Exercise: Reproduce the listing below, swapping "instance" for "occurrence" wherever it occurs and leaving everything else untouched.

[Region segmentation data]
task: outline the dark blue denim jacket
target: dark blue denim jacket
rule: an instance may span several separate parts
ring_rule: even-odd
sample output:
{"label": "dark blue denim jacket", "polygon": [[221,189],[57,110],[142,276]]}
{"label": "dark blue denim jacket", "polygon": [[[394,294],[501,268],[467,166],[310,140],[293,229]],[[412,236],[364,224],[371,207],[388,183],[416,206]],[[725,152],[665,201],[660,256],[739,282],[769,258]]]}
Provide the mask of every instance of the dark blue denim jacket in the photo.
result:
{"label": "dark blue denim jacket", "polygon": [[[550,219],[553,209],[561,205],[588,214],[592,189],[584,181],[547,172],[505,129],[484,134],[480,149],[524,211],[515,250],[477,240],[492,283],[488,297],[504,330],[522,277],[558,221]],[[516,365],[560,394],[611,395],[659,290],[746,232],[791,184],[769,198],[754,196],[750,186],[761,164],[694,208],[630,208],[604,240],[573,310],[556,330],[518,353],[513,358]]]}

Full answer:
task: outline the dark blue denim jacket
target: dark blue denim jacket
rule: an occurrence may span several separate parts
ring_rule: even-odd
sample output:
{"label": "dark blue denim jacket", "polygon": [[221,189],[57,110],[142,276]]}
{"label": "dark blue denim jacket", "polygon": [[[394,294],[501,268],[467,166],[310,140],[293,229]],[[412,236],[364,224],[371,207],[388,183],[416,206]],[[725,152],[665,201],[660,256],[739,282],[769,258]]]}
Provide the mask of every occurrence of the dark blue denim jacket in the photo.
result:
{"label": "dark blue denim jacket", "polygon": [[[550,219],[553,209],[561,205],[588,214],[592,189],[584,181],[547,172],[505,129],[484,134],[480,149],[524,211],[515,250],[477,240],[492,283],[488,297],[504,330],[522,277],[558,221]],[[516,365],[560,394],[611,395],[659,290],[746,232],[791,184],[769,198],[754,196],[750,186],[761,164],[694,208],[630,208],[604,240],[573,310],[556,330],[518,353],[513,358]]]}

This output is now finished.